The floor between the basement and barrack levels was of wood, and
access to the basement was provided by a trapdoor and stairs through the
floor. The basement floor itself appears to have been only about 7 ft.
high, while the barrack level above was 8 ft. to the spring of the arch.
Each of the barrack floors contained a fireplace venting through a
chimney to the parapet,58 and each was at one time fitted up
with a tier of double wooden berths (though these were later removed)
between the embrasures of the interior of their western walls. In this
manner the larger towers could provide regular accommodation for 20 men,
though all were intended to house larger numbers in an emergency.
Each of the four towers was pierced by two embrasures for guns or
carronades at the barrack level. In both the two larger towers (2 and 3)
these faced north and south directly along the axis of the tower line,
while in towers 1 and 4 the embrasures were angled slightly back toward
the main works. Thus none of the embrasures in the interior of the
towers was designed to fire directly out upon an enemy force advancing
from the west, but each was limited to a lateral or reverse
fire.59 The offensive fire role was reserved to the ordnance
mounted en barbette on the top platform of the towers.

Dataset rows on where objects appear:

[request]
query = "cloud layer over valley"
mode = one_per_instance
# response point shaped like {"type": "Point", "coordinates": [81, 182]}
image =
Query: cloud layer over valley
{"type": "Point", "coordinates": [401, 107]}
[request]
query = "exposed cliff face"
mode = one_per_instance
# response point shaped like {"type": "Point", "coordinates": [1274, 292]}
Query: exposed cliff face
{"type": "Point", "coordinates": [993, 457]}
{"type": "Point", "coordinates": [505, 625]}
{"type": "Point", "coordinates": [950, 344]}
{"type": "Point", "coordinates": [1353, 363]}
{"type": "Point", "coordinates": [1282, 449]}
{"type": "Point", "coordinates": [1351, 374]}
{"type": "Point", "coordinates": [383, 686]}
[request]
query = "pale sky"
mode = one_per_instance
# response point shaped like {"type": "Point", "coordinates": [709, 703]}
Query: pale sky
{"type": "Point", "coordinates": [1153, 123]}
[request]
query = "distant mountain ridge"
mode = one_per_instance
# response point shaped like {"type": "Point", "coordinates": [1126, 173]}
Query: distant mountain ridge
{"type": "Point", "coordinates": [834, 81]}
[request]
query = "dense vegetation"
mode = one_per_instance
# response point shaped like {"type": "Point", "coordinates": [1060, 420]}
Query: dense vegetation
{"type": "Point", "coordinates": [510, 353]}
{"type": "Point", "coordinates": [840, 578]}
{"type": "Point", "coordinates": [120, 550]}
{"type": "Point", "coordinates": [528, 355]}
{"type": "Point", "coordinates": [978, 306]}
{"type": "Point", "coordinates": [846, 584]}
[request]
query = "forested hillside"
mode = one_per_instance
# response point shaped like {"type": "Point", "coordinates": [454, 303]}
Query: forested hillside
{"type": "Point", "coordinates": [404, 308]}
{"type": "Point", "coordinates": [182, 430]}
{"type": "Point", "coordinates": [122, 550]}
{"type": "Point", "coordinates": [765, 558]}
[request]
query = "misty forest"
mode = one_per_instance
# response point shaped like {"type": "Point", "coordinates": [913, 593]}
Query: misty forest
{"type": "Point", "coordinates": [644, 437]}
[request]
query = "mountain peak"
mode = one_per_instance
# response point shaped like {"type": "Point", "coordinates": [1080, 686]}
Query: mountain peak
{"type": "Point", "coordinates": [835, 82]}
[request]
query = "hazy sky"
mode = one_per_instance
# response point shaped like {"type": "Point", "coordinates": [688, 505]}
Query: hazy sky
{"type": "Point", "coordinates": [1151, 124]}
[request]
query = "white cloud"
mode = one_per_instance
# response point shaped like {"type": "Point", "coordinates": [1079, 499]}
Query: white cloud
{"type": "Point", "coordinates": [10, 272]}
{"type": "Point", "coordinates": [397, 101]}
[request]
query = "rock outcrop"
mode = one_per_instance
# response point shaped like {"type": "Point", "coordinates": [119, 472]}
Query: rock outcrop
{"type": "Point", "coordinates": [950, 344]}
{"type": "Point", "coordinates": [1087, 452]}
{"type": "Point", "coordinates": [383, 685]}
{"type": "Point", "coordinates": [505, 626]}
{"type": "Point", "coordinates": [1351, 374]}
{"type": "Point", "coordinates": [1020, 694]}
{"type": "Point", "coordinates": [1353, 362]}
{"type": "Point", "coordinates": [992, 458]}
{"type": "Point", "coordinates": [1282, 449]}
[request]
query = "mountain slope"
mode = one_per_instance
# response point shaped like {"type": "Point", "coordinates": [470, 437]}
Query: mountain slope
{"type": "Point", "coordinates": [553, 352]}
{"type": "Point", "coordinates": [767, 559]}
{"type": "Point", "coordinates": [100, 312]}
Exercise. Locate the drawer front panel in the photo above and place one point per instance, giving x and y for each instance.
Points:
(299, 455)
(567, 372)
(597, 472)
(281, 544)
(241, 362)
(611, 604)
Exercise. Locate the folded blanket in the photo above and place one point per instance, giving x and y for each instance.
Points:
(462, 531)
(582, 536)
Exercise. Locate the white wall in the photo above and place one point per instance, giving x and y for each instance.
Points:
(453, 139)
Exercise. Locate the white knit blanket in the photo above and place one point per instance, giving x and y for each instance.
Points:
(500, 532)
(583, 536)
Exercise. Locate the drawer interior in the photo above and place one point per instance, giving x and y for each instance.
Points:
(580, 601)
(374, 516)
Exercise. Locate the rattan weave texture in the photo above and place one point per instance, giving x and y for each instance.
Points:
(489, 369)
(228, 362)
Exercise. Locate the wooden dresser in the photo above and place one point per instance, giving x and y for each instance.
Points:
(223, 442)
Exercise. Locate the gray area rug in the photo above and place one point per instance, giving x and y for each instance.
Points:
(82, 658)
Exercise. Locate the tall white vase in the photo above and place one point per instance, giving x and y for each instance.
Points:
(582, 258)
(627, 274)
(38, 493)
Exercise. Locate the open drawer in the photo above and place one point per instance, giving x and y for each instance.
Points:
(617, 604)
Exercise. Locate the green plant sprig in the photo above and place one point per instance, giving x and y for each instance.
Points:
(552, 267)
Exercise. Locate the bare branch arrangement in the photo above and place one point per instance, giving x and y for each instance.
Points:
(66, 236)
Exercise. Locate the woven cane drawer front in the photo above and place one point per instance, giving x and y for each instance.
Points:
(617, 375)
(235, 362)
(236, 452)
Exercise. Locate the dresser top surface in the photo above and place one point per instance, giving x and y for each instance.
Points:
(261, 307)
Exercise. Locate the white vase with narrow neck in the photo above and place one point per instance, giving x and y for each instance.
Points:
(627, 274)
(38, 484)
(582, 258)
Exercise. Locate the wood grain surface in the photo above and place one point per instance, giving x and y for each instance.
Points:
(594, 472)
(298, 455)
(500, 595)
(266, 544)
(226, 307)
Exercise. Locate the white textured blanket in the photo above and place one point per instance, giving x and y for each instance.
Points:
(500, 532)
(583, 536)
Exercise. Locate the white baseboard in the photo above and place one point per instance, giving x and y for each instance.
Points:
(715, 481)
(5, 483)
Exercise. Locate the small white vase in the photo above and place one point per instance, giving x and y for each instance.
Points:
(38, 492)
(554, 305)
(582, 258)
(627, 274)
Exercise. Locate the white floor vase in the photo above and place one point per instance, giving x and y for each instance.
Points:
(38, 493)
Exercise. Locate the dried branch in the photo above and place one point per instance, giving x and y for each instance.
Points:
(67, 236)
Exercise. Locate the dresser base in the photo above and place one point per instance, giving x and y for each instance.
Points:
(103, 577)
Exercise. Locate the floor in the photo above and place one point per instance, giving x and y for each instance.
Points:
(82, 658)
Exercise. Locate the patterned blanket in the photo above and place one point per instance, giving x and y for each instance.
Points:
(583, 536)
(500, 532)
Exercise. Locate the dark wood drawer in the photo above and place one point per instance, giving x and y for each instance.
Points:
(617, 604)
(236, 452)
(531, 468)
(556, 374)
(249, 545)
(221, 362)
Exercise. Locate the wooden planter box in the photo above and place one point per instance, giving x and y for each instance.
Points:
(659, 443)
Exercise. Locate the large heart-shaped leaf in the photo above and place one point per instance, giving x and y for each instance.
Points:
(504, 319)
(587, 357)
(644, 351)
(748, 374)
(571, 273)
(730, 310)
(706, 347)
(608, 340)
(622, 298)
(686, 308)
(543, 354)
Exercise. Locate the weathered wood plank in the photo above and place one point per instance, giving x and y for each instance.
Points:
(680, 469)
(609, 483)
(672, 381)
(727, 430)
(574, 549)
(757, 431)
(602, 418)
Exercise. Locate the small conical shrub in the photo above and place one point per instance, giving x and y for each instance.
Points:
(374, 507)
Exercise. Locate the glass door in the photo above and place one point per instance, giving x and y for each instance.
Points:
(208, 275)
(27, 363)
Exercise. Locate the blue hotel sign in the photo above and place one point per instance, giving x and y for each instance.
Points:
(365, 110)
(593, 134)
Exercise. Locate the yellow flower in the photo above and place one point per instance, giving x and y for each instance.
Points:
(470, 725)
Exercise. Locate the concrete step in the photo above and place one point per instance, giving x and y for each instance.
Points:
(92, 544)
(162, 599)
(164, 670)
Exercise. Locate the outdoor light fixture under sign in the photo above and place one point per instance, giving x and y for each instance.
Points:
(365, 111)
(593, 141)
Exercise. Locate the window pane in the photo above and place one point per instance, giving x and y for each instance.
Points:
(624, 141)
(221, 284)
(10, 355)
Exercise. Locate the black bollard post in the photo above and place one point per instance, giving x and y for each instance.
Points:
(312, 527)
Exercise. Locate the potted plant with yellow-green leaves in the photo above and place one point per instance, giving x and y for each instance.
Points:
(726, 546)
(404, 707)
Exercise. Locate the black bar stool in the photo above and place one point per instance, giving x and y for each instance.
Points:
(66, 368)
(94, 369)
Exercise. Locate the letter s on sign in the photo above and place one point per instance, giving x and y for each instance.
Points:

> **What to do**
(A) Rewrite the paragraph of the passage on the towers that begins "Each of the four towers" as a short list, keeping its main facts.
(B) Duplicate the part of the passage on the towers starting at "high, while the" and ending at "towers (2 and 3)".

> **Task responses**
(A)
- Each of the four towers had two embrasures for guns or carronades at the barrack level.
- In the two larger towers (2 and 3), the embrasures faced north and south along the axis of the tower line.
- In towers 1 and 4, the embrasures were angled slightly back toward the main works.
- None of these interior embrasures was designed to fire directly on an enemy advancing from the west. Each was limited to lateral or reverse fire.
- Offensive fire was left to the ordnance mounted en barbette on the top platform of the towers.

(B)
high, while the barrack level above was 8 ft. to the spring of the arch.
Each of the barrack floors contained a fireplace venting through a
chimney to the parapet,58 and each was at one time fitted up
with a tier of double wooden berths (though these were later removed)
between the embrasures of the interior of their western walls. In this
manner the larger towers could provide regular accommodation for 20 men,
though all were intended to house larger numbers in an emergency.
Each of the four towers was pierced by two embrasures for guns or
carronades at the barrack level. In both the two larger towers (2 and 3)